## start TEXT PROVIDED

Allow me to give some background. South Africa has a long history of rural living and exploration as people trekked northwards to avoid the taxing British. They became expert at preserving food including bottled and dried fruit, rusks and biltong. Biltong is dried meat which is salted and in recent years has been flavoured with herbs and peri peri. Sliced biltong is often presented as a snack in modern homes.

South Africa has a deserved reputation for game viewing in huge national parks and hundreds of game farms. There are also many hunting and game biltong farms. All these game farms need to find a balance in their game numbers and so there is a vibrant trade in game, where game of one sort is captured on a farm and then sold and transferred to another farm. The process of capturing and transporting game is done by experts who may include vets on their team. If a farm wishes to sell e.g. wildebeest the game capture team will set up a large funnel of canvas or similar material leading to a stockade. The wildebeest are then found by a small helicopter and driven by the helicopter to the funnel. I noticed at Jackhalsdans Farm that there was a small two-person helicopter, covered and strapped to a trailer. The owners are game capture experts who transport their helicopter to the capture farm before it takes to the air.

Linda, my host, explained that the family had spent a week camping on land that they own near Kimberley and had arrived back just before I arrived. She then told me that the principal reason for going to their Kimberley property was that they needed a new supply of biltong and so her sons (both appearing to be aged under seven) had hunted antelope that could be converted to biltong! I recoiled and then realised what a staid city dweller I am. This family lives a life that is completely foreign to me.

Day 23 – Loxton to Prince Albert

After leaving the farm I headed south on the gravel road towards Beaufort West passing over the attractive Molteno pass.

My afternoon activities can be summarised by looking at the texts that I sent to Johan at the B&B that I was staying in that night in the small town of Prince Albert:

12h15 Just arrived in Beaufort West. With you between 14h00 and 15h00.

14h06 Sorry I am running late. I am 66km from Prince Albert and making slow going on a farm road. My arrival time is now likely to be close to 16h00. Apologies.

15h41 This is getting worse and worse. I was on a public road that somewhere became a private track. I am heading across farmland and can see the N1 ahead on my satnav. I will let you know when I reach a public road and can get a distance and time to you. Sorry.

16h15 I have hit the N1 73km from Prince Albert. I should be with you by 17h15.

17h00 Arrived.

## end TEXT PROVIDED
## start EXTRACTED ENTRIES

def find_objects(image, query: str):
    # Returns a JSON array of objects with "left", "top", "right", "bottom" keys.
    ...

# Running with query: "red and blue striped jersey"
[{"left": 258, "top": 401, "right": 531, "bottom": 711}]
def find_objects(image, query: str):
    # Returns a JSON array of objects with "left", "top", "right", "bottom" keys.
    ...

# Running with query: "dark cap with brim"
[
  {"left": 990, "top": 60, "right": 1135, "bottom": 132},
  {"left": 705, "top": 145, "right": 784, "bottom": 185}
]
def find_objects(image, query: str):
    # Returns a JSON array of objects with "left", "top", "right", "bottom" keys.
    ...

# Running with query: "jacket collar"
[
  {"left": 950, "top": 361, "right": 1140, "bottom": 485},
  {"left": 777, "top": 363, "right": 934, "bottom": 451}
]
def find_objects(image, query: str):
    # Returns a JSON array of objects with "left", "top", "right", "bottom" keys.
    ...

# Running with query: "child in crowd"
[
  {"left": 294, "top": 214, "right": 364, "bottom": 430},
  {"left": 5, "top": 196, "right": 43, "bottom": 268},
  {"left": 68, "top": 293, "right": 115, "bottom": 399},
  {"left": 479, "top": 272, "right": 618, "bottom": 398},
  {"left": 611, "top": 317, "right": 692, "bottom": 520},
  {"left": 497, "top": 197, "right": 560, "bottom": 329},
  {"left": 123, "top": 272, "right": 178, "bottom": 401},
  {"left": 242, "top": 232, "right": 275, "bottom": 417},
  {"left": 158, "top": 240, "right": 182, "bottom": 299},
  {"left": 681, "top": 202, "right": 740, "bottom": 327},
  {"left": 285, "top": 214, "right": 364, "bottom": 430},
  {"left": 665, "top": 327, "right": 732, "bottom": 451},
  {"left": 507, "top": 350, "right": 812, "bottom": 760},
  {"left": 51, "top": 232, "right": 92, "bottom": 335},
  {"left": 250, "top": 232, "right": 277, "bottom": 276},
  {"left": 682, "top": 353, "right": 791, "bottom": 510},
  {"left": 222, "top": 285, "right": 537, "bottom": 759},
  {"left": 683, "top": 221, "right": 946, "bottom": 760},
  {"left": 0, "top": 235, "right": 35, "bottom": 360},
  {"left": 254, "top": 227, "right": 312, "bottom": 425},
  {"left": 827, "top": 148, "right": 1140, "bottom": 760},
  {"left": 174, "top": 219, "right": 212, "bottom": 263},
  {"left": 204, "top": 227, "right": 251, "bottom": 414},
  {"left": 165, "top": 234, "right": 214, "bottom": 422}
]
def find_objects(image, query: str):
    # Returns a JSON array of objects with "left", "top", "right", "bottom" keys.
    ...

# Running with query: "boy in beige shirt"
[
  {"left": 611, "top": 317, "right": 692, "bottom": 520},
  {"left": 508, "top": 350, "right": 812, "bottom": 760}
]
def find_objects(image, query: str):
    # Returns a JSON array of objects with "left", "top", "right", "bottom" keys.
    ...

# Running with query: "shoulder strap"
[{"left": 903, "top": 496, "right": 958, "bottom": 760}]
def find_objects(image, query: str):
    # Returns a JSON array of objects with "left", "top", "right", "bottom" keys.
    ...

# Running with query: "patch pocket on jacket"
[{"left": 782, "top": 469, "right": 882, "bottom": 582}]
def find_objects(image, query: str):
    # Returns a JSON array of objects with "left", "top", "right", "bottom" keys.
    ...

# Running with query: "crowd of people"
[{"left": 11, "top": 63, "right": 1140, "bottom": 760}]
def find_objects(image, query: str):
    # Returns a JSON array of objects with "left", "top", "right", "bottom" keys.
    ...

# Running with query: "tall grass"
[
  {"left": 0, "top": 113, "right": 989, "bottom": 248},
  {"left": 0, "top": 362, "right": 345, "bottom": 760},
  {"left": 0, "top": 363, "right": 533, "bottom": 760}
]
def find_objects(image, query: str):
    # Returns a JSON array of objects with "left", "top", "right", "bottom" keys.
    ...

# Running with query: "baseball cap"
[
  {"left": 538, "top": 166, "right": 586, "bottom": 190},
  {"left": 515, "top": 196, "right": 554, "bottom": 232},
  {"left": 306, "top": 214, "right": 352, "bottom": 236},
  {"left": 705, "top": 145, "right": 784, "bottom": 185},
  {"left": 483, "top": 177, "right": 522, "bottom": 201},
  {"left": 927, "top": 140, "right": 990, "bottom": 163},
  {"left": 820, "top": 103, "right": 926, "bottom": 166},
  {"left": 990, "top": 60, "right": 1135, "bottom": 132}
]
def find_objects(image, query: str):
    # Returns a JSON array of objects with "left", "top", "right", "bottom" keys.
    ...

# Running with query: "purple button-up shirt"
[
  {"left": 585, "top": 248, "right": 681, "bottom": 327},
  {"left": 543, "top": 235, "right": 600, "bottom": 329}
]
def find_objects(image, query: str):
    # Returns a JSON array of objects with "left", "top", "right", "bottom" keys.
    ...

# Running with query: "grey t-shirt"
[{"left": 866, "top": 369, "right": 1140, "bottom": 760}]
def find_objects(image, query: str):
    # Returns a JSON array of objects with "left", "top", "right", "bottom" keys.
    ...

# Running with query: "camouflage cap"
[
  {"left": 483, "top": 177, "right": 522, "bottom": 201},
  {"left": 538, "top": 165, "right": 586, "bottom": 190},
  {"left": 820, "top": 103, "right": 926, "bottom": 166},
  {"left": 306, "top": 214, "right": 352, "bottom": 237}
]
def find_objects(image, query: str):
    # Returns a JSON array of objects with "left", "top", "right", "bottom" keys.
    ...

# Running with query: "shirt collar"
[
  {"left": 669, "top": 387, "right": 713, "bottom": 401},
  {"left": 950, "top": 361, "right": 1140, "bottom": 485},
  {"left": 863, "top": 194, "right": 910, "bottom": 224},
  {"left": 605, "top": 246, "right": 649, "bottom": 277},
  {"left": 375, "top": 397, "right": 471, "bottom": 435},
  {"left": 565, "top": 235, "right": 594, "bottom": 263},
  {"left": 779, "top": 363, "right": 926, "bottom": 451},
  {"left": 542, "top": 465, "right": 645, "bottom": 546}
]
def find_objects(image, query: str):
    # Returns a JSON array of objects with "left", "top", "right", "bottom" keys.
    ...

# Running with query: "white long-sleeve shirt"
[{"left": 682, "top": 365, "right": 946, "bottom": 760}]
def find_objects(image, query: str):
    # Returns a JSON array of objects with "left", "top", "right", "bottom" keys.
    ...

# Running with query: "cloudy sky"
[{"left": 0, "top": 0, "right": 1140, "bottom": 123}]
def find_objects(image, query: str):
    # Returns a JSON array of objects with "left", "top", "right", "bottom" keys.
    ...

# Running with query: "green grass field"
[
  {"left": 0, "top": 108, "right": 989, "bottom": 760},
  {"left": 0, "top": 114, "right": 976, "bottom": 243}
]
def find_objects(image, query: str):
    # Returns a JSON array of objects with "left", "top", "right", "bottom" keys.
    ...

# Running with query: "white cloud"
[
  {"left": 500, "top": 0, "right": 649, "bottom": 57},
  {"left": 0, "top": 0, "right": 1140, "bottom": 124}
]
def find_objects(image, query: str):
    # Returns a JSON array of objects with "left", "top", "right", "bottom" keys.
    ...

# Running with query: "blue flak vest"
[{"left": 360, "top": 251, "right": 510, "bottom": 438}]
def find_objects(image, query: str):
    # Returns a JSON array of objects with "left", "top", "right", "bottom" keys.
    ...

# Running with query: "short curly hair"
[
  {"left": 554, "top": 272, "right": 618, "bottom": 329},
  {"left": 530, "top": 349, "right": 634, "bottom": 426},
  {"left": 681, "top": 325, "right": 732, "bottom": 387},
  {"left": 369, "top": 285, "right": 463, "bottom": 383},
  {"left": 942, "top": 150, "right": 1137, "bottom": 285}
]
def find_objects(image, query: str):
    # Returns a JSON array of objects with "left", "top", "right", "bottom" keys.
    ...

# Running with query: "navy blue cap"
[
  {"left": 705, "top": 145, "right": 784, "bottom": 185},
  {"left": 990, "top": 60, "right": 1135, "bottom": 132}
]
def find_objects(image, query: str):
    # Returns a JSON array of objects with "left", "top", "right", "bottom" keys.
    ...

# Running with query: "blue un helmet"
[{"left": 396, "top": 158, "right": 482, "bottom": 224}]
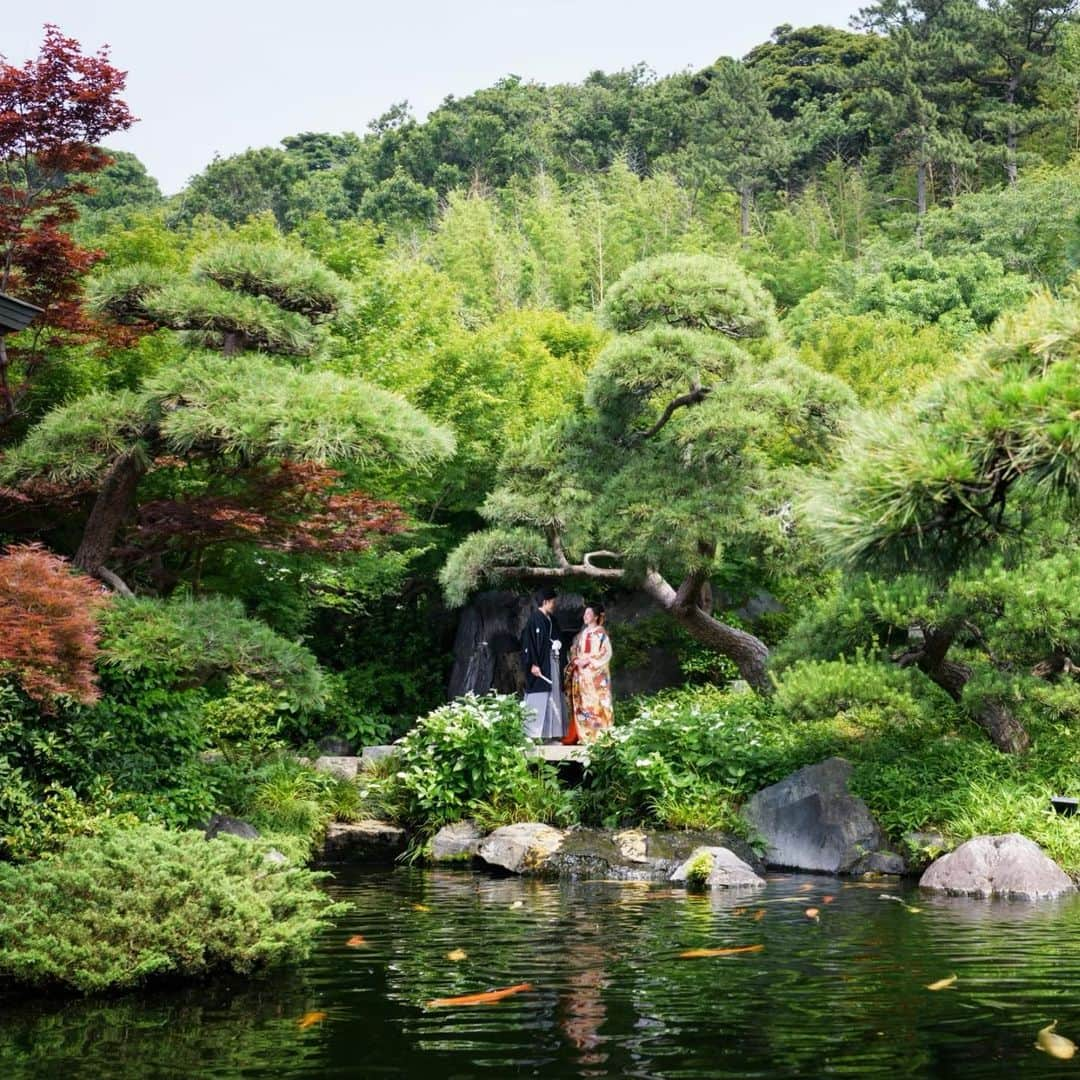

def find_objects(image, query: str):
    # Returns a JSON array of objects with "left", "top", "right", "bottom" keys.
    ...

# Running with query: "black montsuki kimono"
[{"left": 522, "top": 608, "right": 558, "bottom": 693}]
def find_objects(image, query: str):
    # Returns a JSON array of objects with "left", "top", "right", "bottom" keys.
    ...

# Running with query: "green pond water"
[{"left": 0, "top": 869, "right": 1080, "bottom": 1080}]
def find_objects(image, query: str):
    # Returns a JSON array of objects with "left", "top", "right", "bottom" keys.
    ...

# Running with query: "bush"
[
  {"left": 0, "top": 825, "right": 346, "bottom": 993},
  {"left": 775, "top": 659, "right": 953, "bottom": 726},
  {"left": 380, "top": 694, "right": 529, "bottom": 827}
]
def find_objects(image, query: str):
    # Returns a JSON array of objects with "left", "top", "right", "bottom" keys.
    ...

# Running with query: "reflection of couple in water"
[{"left": 522, "top": 588, "right": 611, "bottom": 745}]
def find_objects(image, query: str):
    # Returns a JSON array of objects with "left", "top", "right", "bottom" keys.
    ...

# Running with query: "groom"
[{"left": 522, "top": 585, "right": 563, "bottom": 739}]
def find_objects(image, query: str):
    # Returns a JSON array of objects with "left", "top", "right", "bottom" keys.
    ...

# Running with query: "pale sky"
[{"left": 0, "top": 0, "right": 865, "bottom": 193}]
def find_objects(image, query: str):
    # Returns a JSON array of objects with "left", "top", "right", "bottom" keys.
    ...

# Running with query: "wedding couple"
[{"left": 522, "top": 588, "right": 611, "bottom": 746}]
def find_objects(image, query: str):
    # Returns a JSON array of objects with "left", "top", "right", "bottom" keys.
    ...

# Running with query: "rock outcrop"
[
  {"left": 321, "top": 821, "right": 408, "bottom": 863},
  {"left": 743, "top": 757, "right": 904, "bottom": 874},
  {"left": 428, "top": 821, "right": 484, "bottom": 863},
  {"left": 670, "top": 848, "right": 765, "bottom": 889},
  {"left": 476, "top": 822, "right": 566, "bottom": 874},
  {"left": 919, "top": 833, "right": 1076, "bottom": 900}
]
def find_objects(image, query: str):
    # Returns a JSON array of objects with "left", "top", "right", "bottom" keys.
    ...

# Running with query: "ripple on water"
[{"left": 0, "top": 869, "right": 1080, "bottom": 1080}]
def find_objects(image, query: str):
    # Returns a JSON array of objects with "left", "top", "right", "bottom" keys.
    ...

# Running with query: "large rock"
[
  {"left": 543, "top": 828, "right": 764, "bottom": 881},
  {"left": 428, "top": 821, "right": 484, "bottom": 863},
  {"left": 206, "top": 813, "right": 259, "bottom": 840},
  {"left": 919, "top": 833, "right": 1076, "bottom": 900},
  {"left": 743, "top": 757, "right": 903, "bottom": 874},
  {"left": 476, "top": 821, "right": 566, "bottom": 874},
  {"left": 312, "top": 754, "right": 360, "bottom": 780},
  {"left": 322, "top": 820, "right": 408, "bottom": 863},
  {"left": 671, "top": 848, "right": 765, "bottom": 889}
]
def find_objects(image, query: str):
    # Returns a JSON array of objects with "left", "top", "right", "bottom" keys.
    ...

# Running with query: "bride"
[{"left": 563, "top": 604, "right": 611, "bottom": 746}]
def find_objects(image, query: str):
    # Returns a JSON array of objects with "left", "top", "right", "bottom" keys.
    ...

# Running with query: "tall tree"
[
  {"left": 977, "top": 0, "right": 1077, "bottom": 184},
  {"left": 853, "top": 0, "right": 977, "bottom": 225},
  {"left": 679, "top": 57, "right": 791, "bottom": 237},
  {"left": 3, "top": 243, "right": 453, "bottom": 591},
  {"left": 0, "top": 25, "right": 134, "bottom": 433},
  {"left": 804, "top": 282, "right": 1080, "bottom": 751},
  {"left": 442, "top": 255, "right": 851, "bottom": 691}
]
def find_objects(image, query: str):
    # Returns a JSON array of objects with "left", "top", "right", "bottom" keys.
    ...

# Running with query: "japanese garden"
[{"left": 0, "top": 0, "right": 1080, "bottom": 1080}]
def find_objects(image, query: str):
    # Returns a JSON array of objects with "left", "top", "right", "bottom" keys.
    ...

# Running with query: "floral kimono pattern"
[{"left": 563, "top": 625, "right": 611, "bottom": 744}]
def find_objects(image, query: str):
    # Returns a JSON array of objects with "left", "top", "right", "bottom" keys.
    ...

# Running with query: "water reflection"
[{"left": 0, "top": 869, "right": 1080, "bottom": 1080}]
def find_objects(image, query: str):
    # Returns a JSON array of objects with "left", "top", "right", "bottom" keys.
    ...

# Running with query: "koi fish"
[
  {"left": 427, "top": 983, "right": 532, "bottom": 1009},
  {"left": 679, "top": 945, "right": 765, "bottom": 960},
  {"left": 1035, "top": 1020, "right": 1077, "bottom": 1062}
]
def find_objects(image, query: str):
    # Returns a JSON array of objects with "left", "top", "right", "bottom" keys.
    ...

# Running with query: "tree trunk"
[
  {"left": 1005, "top": 72, "right": 1020, "bottom": 186},
  {"left": 739, "top": 184, "right": 754, "bottom": 238},
  {"left": 901, "top": 631, "right": 1031, "bottom": 754},
  {"left": 644, "top": 570, "right": 772, "bottom": 693},
  {"left": 73, "top": 447, "right": 146, "bottom": 577}
]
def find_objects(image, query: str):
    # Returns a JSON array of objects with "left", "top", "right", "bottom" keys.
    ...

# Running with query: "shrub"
[
  {"left": 380, "top": 694, "right": 529, "bottom": 826},
  {"left": 774, "top": 658, "right": 951, "bottom": 725},
  {"left": 0, "top": 825, "right": 346, "bottom": 993}
]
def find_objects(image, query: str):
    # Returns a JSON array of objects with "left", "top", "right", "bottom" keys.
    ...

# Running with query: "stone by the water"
[
  {"left": 743, "top": 757, "right": 904, "bottom": 874},
  {"left": 428, "top": 821, "right": 484, "bottom": 863},
  {"left": 312, "top": 754, "right": 360, "bottom": 780},
  {"left": 541, "top": 828, "right": 765, "bottom": 881},
  {"left": 206, "top": 813, "right": 259, "bottom": 840},
  {"left": 322, "top": 820, "right": 408, "bottom": 863},
  {"left": 919, "top": 833, "right": 1076, "bottom": 900},
  {"left": 476, "top": 822, "right": 566, "bottom": 874},
  {"left": 670, "top": 848, "right": 766, "bottom": 889}
]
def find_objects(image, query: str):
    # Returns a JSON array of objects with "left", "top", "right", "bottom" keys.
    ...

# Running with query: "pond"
[{"left": 0, "top": 868, "right": 1080, "bottom": 1080}]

## end EXTRACTED ENTRIES

> [TASK INSTRUCTIONS]:
A – Answer the following questions using the travel account:
(i) With what has biltong been flavored in recent years?
(ii) What was covered and strapped to a trailer at Jackhalsdans Farm?
(iii) At what time did the writer reach the N1, and how far from Prince Albert was that point?
B – Condense the paragraph of the travel account that opens with "South Africa has a deserved reputation for game viewing" into a short bulleted list that keeps its main facts.
C – Give a continuation of the travel account, beginning after its final line.

> [OUTPUTS]:
A –
(i) Herbs and peri peri.
(ii) A small two-person helicopter.
(iii) At 16h15, 73km from Prince Albert.

B –
- South Africa is known for game viewing in large national parks and hundreds of game farms, and it also has many hunting and game biltong farms.
- Game farms must balance their animal numbers, which drives a lively trade in which game is captured on one farm and sold to another.
- Capture and transport are handled by experts, sometimes including vets.
- To capture wildebeest, for example, a team builds a large canvas funnel leading to a stockade, and a small helicopter drives the animals into it.
- Jackhalsdans Farm had a small two-person helicopter on a trailer, since its owners are game capture experts who tow it to the capture farm before flying.

C –
I had left Beaufort West on the A12 tar road in the direction of Oudtshoorn seeking a farm road that would take me towards Prince Albert. My satnav told me that the road to Jagerskraal was such a road. I was delighted to find such an interesting road. About an hour down that road after opening and closing eight farm gates I came to the gate to the Wilgerbos Farm with a notice that said that access was limited to emergency services, police and those chasing livestock thieves. In addition, the gate was locked (with phone numbers to get the code) and was also secured by a coil of wire that would have needed me to use pliers to undo. I got no answers from the two telephone numbers (even though I had network connection). I suspect that the farmer has illegally blocked a public road. I reluctantly turned to a nearby gate and followed tracks that merged and separated from others, sometimes backtracking and eventually (after opening and closing four more gates) arrived at the unoccupied farmhouse of the farm Uitkyk belonging to the Keith Kroon Trust, which was close to the N1 road. I was very pleased to arrive in Prince Albert forty-five minutes later.

Day 24 – Prince Albert, to Hell and back and then to The Retreat at Groenfontein

I woke on Sunday 29th September hearing rain and my weather report predicted heavy rain from midday. I headed slowly up the gravel Swartberg Pass stopping to take photos of the scenery and flowers.

The Swartberg Pass is 24km long, connecting Prince Albert and Oudtshoorn, has an overall height gain of 840 metres, was the last pass built by Thomas Bain in the Cape and was completed in 1886. The drizzle stopped, the clouds cleared, the sky was blue and at 10h00 when I was 3km from the summit I arrived at the junction with the road to The Hell. The formal name of The Hell is Gamkaskloof which is a narrow-isolated valley 32km long with a maximum width of 180 metres surrounded by the Swartberg mountain range. At around the time of the Great Trek, in the 1830s, a few families climbed the mountains to settle in the valley, away from the Colonial British. In 1962 a road was built from the existing Swartberg Pass to the valley. This road is a dead end as one must return the same way. As the weather had cleared (the forecast was clearly wrong!) this was the road that I now took. The 37km road from the junction to the valley floor has 200 bends, curves and corners, climbing a total of 1,050 metres and descending a total of 1,850 metres. The final descent to the valley floor is via the Elands Pass which drops 580 metres over 5km. The attraction for many people of this pass is the magnificent views, multiple hairpins, narrow width and steep, unguarded drop-offs. I have travelled this road twice before. I took my time, stopping often to take photos noticing the small streams that were running, probably because of the earlier rain.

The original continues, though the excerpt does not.